> **TASK OBJECTIVE**: Repeat the data as given. Images do not go in the copy.

> **AVAILABLE DATA**:
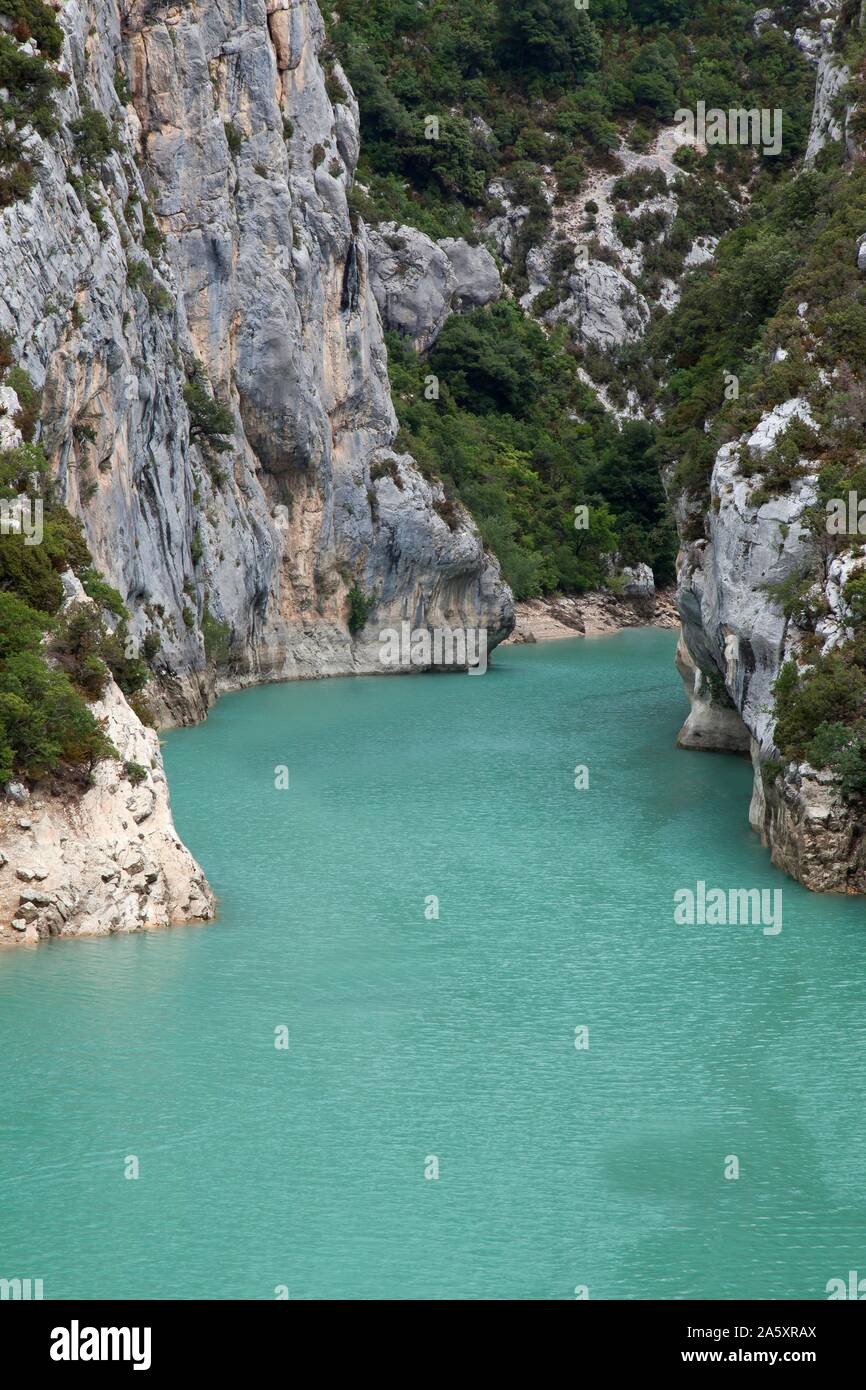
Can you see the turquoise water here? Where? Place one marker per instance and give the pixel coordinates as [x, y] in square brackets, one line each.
[452, 1037]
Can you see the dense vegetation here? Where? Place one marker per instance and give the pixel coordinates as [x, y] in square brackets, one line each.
[533, 92]
[53, 663]
[521, 442]
[521, 84]
[28, 82]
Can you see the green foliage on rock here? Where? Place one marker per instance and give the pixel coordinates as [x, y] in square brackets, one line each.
[520, 441]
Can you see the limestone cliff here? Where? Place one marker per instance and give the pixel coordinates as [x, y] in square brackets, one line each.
[210, 253]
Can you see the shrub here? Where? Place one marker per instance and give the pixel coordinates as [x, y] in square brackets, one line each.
[830, 691]
[93, 138]
[359, 609]
[210, 423]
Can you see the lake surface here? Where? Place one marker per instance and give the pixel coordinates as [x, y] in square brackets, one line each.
[414, 1039]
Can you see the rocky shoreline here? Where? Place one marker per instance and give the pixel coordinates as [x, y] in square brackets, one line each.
[598, 613]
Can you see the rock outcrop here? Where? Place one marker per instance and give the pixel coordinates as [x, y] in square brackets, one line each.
[210, 252]
[737, 637]
[419, 282]
[103, 858]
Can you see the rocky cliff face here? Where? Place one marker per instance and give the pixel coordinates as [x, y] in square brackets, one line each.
[211, 249]
[239, 139]
[736, 630]
[737, 637]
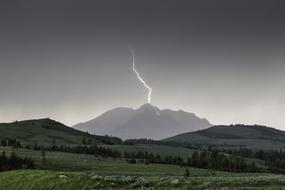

> **WRITTEN ANSWER**:
Can you see the turquoise water here? Where? Place one marker per instance and give the pixel coordinates as [x, y] in square brackets, one line each.
[452, 1037]
Can you see the dense vegetation here? Where? Place one marker per instance and give the pixel coordinates as [x, y] in square brackets, one line each.
[533, 92]
[53, 663]
[521, 442]
[521, 84]
[28, 82]
Can you see the green foliage on rock here? Where? Place one marker per instance and give the pixel coordinates as [x, y] in square brackets, one line each.
[520, 441]
Can you see the limestone cliff here? Where? Place one marker per instance and give the pixel coordinates as [x, y] in square brackets, one line each.
[210, 253]
Can you see the shrub here? Where? Place one marker per instance and give the pixel coordinates as [x, y] in square brackets, one line each.
[830, 691]
[93, 138]
[359, 609]
[210, 423]
Can you see the lake surface here? Where? Place one marker per instance and give the pixel coordinates as [x, y] in square brackets, one line each.
[414, 1039]
Can you see the rocky shoreline here? Where? Place one marker per instance and give the pixel coordinates as [x, y] in square brackets, one line each.
[598, 613]
Can you see the rock outcrop here? Where? Place one marker per instance and give the pixel coordinates as [x, y] in square brackets, one line each.
[210, 252]
[737, 637]
[419, 282]
[103, 858]
Can you see the rocky cliff face here? Where? Place one marker per instance and give the pixel coordinates as [x, y] in square brackets, one line each.
[211, 249]
[239, 139]
[736, 630]
[737, 637]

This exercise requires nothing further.